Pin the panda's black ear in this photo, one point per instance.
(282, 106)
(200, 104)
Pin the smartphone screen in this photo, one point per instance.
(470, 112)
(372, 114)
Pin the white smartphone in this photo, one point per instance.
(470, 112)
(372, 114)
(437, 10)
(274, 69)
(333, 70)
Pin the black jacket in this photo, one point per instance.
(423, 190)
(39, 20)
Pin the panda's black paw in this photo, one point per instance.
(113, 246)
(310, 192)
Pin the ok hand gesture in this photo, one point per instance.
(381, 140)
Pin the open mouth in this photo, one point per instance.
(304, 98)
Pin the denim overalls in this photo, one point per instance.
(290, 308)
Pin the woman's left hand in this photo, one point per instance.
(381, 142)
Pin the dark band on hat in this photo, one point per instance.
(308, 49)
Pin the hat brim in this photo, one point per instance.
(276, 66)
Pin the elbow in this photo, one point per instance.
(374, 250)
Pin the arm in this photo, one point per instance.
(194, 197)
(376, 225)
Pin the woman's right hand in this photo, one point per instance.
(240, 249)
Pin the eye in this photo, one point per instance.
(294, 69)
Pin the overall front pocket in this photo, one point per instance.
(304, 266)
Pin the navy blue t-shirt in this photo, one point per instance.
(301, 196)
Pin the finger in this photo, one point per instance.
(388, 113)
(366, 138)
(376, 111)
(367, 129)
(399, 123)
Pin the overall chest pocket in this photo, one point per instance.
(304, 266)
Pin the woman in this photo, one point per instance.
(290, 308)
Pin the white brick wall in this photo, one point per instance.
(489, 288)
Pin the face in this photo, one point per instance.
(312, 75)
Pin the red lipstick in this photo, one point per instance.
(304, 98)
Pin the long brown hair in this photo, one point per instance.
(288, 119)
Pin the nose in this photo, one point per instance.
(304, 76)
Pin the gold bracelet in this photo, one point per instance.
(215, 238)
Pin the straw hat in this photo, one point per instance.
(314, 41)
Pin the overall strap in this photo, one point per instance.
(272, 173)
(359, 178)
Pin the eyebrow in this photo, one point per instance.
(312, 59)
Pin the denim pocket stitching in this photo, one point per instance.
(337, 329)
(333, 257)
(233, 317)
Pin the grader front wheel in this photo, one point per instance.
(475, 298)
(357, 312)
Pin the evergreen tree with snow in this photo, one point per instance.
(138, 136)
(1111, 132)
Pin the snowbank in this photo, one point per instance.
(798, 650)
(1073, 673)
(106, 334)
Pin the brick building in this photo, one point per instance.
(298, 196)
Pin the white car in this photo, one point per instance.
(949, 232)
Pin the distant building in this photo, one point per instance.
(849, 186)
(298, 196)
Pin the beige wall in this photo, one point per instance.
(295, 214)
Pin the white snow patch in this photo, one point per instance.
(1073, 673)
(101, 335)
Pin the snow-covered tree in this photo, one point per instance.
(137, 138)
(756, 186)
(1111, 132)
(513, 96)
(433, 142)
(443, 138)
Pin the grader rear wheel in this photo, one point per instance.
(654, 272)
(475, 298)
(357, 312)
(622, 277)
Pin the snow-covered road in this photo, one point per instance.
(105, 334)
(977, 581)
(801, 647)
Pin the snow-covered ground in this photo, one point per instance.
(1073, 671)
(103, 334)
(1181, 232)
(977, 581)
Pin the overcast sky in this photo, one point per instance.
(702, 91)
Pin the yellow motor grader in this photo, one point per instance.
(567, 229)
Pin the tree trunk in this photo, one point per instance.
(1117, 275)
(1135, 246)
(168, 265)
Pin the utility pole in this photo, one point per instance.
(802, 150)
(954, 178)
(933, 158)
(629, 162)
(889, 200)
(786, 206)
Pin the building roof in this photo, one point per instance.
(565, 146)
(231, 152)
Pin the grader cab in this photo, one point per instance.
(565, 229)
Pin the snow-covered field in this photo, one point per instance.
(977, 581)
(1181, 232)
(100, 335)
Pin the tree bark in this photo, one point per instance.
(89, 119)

===============

"Pin the overcast" marks the first line to print; reproduce that line and every line after it through the end of the listing above.

Pin the overcast sky in this photo, one point per instance.
(702, 91)
Pin the yellow motor grader in this photo, one point per instance.
(567, 229)
Pin the tree trunk in this photo, one point per instance.
(1117, 275)
(1135, 246)
(168, 265)
Pin the utility pole in this photo, one point per instance.
(802, 150)
(954, 178)
(933, 158)
(629, 162)
(889, 200)
(786, 206)
Pin the building roof in this photo, one point per instance.
(565, 146)
(231, 152)
Pin the grader cab in this photo, one point per instance.
(565, 229)
Pin the snow-covered field in this photo, one point per instance.
(977, 581)
(1181, 232)
(100, 335)
Pin the tree bark in this photo, one point per instance.
(89, 119)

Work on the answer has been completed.